WHAT IS NEEDED: Could you reproduce the listing below line for line, without changing anything?

— START —

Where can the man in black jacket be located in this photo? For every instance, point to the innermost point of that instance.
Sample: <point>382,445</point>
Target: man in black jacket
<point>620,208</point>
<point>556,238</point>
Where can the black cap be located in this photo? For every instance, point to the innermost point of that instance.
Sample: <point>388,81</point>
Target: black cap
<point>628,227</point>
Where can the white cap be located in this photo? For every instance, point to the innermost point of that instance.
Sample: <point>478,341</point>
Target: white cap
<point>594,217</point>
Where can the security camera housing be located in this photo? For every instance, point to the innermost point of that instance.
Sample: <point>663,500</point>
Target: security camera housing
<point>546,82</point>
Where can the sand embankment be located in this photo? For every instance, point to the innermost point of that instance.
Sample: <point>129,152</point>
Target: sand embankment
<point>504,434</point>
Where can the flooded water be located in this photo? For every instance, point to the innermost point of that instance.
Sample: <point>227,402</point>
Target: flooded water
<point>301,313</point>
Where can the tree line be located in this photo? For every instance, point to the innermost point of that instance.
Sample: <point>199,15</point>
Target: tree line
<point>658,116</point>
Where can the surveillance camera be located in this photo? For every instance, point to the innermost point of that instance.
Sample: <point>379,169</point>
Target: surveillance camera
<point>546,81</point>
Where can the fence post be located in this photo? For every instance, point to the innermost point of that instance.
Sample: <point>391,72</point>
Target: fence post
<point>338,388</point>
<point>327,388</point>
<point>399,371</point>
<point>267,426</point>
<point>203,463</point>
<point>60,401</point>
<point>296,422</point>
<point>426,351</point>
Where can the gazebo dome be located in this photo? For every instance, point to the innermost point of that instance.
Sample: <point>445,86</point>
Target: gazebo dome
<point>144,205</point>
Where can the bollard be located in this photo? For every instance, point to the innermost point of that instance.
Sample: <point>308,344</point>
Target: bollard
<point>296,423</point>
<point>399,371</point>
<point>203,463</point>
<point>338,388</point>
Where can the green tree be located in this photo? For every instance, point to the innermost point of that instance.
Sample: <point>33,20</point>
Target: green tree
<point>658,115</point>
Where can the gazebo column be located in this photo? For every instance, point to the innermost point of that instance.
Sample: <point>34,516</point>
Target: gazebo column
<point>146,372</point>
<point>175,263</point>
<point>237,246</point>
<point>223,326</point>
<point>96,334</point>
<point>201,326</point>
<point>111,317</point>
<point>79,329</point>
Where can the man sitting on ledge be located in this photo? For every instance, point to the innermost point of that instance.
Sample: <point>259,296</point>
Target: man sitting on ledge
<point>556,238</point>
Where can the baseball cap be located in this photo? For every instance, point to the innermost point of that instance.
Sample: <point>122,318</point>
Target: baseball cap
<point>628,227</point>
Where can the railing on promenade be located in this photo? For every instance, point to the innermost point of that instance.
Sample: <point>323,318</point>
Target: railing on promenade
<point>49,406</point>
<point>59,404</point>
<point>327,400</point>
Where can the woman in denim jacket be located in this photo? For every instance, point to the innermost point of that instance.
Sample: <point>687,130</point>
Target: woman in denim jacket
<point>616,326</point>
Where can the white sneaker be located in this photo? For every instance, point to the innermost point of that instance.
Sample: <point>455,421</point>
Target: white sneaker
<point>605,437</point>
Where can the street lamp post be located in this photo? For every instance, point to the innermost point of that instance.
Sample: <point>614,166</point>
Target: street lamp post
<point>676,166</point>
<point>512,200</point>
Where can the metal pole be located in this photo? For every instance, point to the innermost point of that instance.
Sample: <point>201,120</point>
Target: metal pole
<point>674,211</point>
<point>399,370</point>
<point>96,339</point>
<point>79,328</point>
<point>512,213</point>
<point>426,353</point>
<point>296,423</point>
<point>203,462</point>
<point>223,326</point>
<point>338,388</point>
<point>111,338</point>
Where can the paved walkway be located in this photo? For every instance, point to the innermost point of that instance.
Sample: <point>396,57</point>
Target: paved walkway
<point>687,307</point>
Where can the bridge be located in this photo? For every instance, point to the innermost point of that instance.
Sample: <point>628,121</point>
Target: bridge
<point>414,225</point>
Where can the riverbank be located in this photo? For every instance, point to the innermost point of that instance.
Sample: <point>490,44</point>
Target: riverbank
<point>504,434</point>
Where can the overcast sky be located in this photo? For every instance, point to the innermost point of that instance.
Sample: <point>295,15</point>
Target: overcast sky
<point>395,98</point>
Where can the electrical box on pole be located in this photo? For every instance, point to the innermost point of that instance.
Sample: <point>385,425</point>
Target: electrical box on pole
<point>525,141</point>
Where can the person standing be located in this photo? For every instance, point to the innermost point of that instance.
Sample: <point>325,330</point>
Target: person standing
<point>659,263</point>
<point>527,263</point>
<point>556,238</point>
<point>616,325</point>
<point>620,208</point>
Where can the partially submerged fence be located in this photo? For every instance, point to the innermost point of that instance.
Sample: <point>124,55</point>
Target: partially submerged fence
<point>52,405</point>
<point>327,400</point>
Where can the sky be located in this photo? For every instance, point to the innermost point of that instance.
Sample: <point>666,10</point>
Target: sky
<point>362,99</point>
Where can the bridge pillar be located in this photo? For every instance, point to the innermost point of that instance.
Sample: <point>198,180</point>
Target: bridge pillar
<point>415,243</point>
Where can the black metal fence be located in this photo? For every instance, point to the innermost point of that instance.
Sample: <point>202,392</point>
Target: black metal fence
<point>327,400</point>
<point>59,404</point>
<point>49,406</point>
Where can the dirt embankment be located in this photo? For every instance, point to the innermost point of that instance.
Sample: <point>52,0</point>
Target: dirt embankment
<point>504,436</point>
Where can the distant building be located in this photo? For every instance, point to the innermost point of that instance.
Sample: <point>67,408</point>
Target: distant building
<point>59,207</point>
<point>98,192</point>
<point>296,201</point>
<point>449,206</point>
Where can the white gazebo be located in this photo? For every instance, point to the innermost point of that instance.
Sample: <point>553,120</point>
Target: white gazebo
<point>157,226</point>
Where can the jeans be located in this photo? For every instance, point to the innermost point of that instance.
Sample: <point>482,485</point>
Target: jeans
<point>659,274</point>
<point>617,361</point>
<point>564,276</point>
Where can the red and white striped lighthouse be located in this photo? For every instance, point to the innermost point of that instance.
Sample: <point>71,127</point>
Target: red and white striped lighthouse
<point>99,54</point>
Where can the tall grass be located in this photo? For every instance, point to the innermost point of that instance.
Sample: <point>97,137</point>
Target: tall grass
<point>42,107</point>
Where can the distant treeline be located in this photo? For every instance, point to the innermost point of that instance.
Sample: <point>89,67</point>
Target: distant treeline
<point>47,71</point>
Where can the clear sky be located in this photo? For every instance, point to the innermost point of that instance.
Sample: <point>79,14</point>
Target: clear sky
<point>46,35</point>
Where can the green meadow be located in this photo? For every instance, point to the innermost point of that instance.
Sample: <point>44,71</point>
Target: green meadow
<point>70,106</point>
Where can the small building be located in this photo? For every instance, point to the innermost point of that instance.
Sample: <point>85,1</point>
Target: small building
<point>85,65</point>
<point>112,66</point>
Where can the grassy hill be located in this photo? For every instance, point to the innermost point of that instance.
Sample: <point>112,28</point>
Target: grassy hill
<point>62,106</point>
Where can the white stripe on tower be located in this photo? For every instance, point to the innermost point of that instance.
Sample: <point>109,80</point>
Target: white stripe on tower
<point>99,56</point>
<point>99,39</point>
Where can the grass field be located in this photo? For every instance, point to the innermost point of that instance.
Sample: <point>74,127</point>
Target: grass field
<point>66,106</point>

— END —

CORRECT RESPONSE:
Where can the man in black jacket be located in this photo? For every instance, point to the innermost point of that instance.
Sample: <point>382,445</point>
Target: man in black jacket
<point>620,208</point>
<point>556,238</point>
Where can the black cap be located in this photo? For every instance, point to the innermost point of that instance.
Sample: <point>388,81</point>
Target: black cap
<point>628,227</point>
Where can the white cap be located in this photo? For every instance, point to the innermost point of that instance.
Sample: <point>478,341</point>
Target: white cap
<point>594,217</point>
Where can the security camera housing be located in this photo? For every instance, point to the innermost point of that instance.
Sample: <point>663,500</point>
Target: security camera housing
<point>546,82</point>
Where can the sand embankment be located in this photo? For every instance, point to the innermost point of that instance.
Sample: <point>129,152</point>
Target: sand embankment
<point>504,434</point>
Where can the flooded water be located in this photo? For every instance, point to the innermost point of that instance.
Sample: <point>227,402</point>
Target: flooded water
<point>301,313</point>
Where can the tree line be located in this photo? For every instance, point to the innermost point of that instance.
Sample: <point>199,15</point>
Target: tree line
<point>658,116</point>
Where can the surveillance camera be located in this photo? For every instance, point to the innermost point of that instance.
Sample: <point>379,169</point>
Target: surveillance camera
<point>546,81</point>
Where can the fence post be located in this photo? For every instance, point to the innermost point of that instance.
Sample: <point>391,72</point>
Target: fence post
<point>338,388</point>
<point>327,388</point>
<point>399,371</point>
<point>267,426</point>
<point>203,463</point>
<point>60,401</point>
<point>296,422</point>
<point>426,351</point>
Where can the gazebo dome be located in this photo? For every instance, point to the innermost point of that instance.
Sample: <point>445,86</point>
Target: gazebo dome
<point>144,205</point>
Where can the bollard be located in this photo? For every instance, point to the innermost point of that instance.
Sample: <point>308,344</point>
Target: bollard
<point>296,423</point>
<point>399,371</point>
<point>203,463</point>
<point>338,388</point>
Where can the green tree be located in this photo? For every instance, point to the innermost point of that instance.
Sample: <point>33,20</point>
Target: green tree
<point>658,115</point>
Where can the gazebo column be located in this photo? For every instance, point to the innermost point of that instance.
Sample: <point>34,516</point>
Target: gazebo column
<point>146,372</point>
<point>175,263</point>
<point>237,246</point>
<point>223,326</point>
<point>96,334</point>
<point>201,326</point>
<point>111,317</point>
<point>79,329</point>
Where can the man sitting on ledge be located in this photo? For every instance, point to the innermost point of that instance.
Sample: <point>259,296</point>
Target: man sitting on ledge
<point>556,238</point>
Where can the baseball cap be located in this photo? For every instance, point to the innermost point of that instance.
Sample: <point>122,318</point>
Target: baseball cap
<point>628,227</point>
Where can the railing on promenade be located in this photo? For every instance, point to the innermost point of that instance.
Sample: <point>323,318</point>
Target: railing on promenade
<point>49,406</point>
<point>59,404</point>
<point>327,400</point>
Where can the woman in denim jacket be located in this photo? For every instance, point to the innermost point of that instance.
Sample: <point>687,130</point>
Target: woman in denim jacket
<point>616,326</point>
Where can the white sneaker be located in this photo? For every instance, point to the innermost point of that instance.
Sample: <point>455,421</point>
Target: white sneaker
<point>605,437</point>
Where can the street lamp post be located in this photo? For every instance, point to the innermost point of that instance.
Sample: <point>614,166</point>
Target: street lamp post
<point>676,166</point>
<point>512,200</point>
Where can the metal pole be located in this photo? For every instance, point to the innermost point of that instance.
Sample: <point>201,120</point>
Target: metal pole
<point>674,211</point>
<point>399,370</point>
<point>96,339</point>
<point>79,328</point>
<point>512,213</point>
<point>426,353</point>
<point>296,423</point>
<point>203,462</point>
<point>223,326</point>
<point>338,388</point>
<point>111,338</point>
Where can the paved walkway be located in this photo? For every instance, point to the innermost point of that instance.
Sample: <point>396,57</point>
Target: paved walkway
<point>687,307</point>
Where can the bridge be located in this photo? For every instance, point to the innermost point of that instance.
Sample: <point>628,121</point>
Target: bridge
<point>414,225</point>
Where can the riverbank be located in this photo? For every instance, point to the innermost point of that instance.
Sample: <point>490,44</point>
Target: riverbank
<point>504,434</point>
Where can the overcast sky be located in this photo? For every instance, point to the innermost point of that instance.
Sample: <point>295,15</point>
Target: overcast sky
<point>395,98</point>
Where can the electrical box on pole be located in this photo? For every instance, point to the innermost point of that instance.
Sample: <point>385,425</point>
Target: electrical box on pole
<point>525,141</point>
Where can the person standing be located in this photo? For every instance, point to the innermost point of that instance.
Sample: <point>325,330</point>
Target: person standing
<point>659,263</point>
<point>527,263</point>
<point>556,238</point>
<point>616,325</point>
<point>620,208</point>
Where can the partially submerged fence be located in this photo? For every instance, point to the innermost point of that instance.
Sample: <point>124,55</point>
Target: partially submerged fence
<point>52,405</point>
<point>327,400</point>
Where can the sky be located in this photo? For every instance, point to the innermost point of that instance.
Sample: <point>666,10</point>
Target: sky
<point>362,99</point>
Where can the bridge pillar be located in this photo? For every instance, point to the innermost point of that instance.
Sample: <point>198,180</point>
Target: bridge pillar
<point>415,243</point>
Where can the black metal fence be located in this photo? For every instance, point to the innermost point of that instance.
Sample: <point>202,392</point>
Target: black metal fence
<point>327,400</point>
<point>59,404</point>
<point>49,406</point>
Where can the dirt embankment be located in this photo? For every instance, point to the innermost point of that instance.
Sample: <point>52,0</point>
Target: dirt embankment
<point>504,436</point>
Where can the distant building be located in this photo? For every instance, point to the innermost point of that instance.
Sample: <point>67,408</point>
Target: distant building
<point>59,207</point>
<point>98,192</point>
<point>296,201</point>
<point>449,206</point>
Where can the white gazebo be located in this photo? For every instance, point to the innermost point of that instance.
Sample: <point>553,120</point>
Target: white gazebo
<point>157,226</point>
Where can the jeans be located in this photo? For every instance, point to the innermost point of that instance.
Sample: <point>482,485</point>
Target: jeans
<point>659,274</point>
<point>617,361</point>
<point>564,276</point>
Where can the red and white striped lighthouse be located in this photo? For every instance, point to the innermost point of that instance.
Sample: <point>71,127</point>
Target: red and white striped lighthouse
<point>99,54</point>
Where can the tall grass be located in this photo? For every instance, point to the innermost point of that instance.
Sample: <point>97,137</point>
Target: tall grass
<point>42,107</point>
Where can the distant treeline be located in this photo? For every instance, point to the innermost point of that instance.
Sample: <point>89,67</point>
Target: distant treeline
<point>47,71</point>
Where can the clear sky be located in this photo? For every instance, point to the innermost point of that instance.
Sample: <point>79,14</point>
Target: clear sky
<point>46,35</point>
Where can the green meadow be located in this photo? For every instance, point to the innermost point of that instance.
Sample: <point>44,71</point>
Target: green meadow
<point>70,106</point>
Where can the small building be located in this photo? For every instance, point to the innermost point of that instance.
Sample: <point>85,1</point>
Target: small building
<point>85,65</point>
<point>112,66</point>
Where can the grassy hill be located in this photo? For every instance, point to the innermost point of that instance.
Sample: <point>112,28</point>
Target: grassy hill
<point>62,106</point>
Where can the white stripe on tower be located in this photo? For every instance, point to the innermost point of that instance.
Sample: <point>109,80</point>
Target: white stripe on tower
<point>99,56</point>
<point>99,39</point>
Where can the grass field be located in this photo? For every instance, point to the innermost point of that instance.
Sample: <point>74,127</point>
Target: grass field
<point>66,106</point>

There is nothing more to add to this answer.